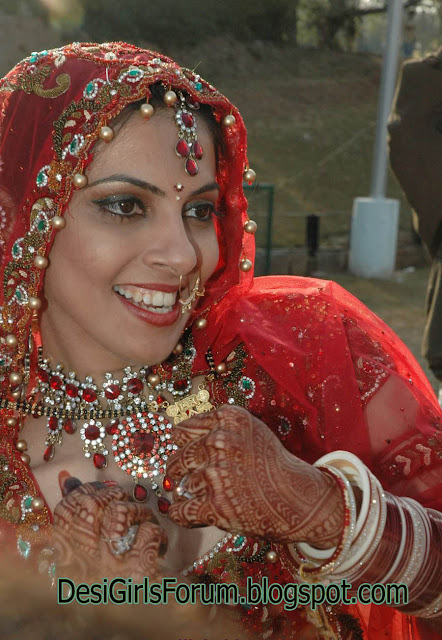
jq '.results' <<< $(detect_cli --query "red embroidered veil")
* * *
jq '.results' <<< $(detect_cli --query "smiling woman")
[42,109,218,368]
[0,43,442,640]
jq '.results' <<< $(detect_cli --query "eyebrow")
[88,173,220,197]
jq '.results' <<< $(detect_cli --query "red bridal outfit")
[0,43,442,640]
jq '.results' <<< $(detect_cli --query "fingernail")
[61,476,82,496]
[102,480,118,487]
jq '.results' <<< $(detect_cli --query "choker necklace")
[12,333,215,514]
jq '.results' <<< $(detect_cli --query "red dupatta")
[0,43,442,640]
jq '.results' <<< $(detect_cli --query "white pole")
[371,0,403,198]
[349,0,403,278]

■ ЗАДАНИЕ ■
Выпишите из данных все строки, где встречается слово «query». Регистр букв учитывается.

■ ОТВЕТ ■
jq '.results' <<< $(detect_cli --query "red embroidered veil")
jq '.results' <<< $(detect_cli --query "smiling woman")
jq '.results' <<< $(detect_cli --query "eyebrow")
jq '.results' <<< $(detect_cli --query "red bridal outfit")
jq '.results' <<< $(detect_cli --query "fingernail")
jq '.results' <<< $(detect_cli --query "choker necklace")
jq '.results' <<< $(detect_cli --query "red dupatta")
jq '.results' <<< $(detect_cli --query "white pole")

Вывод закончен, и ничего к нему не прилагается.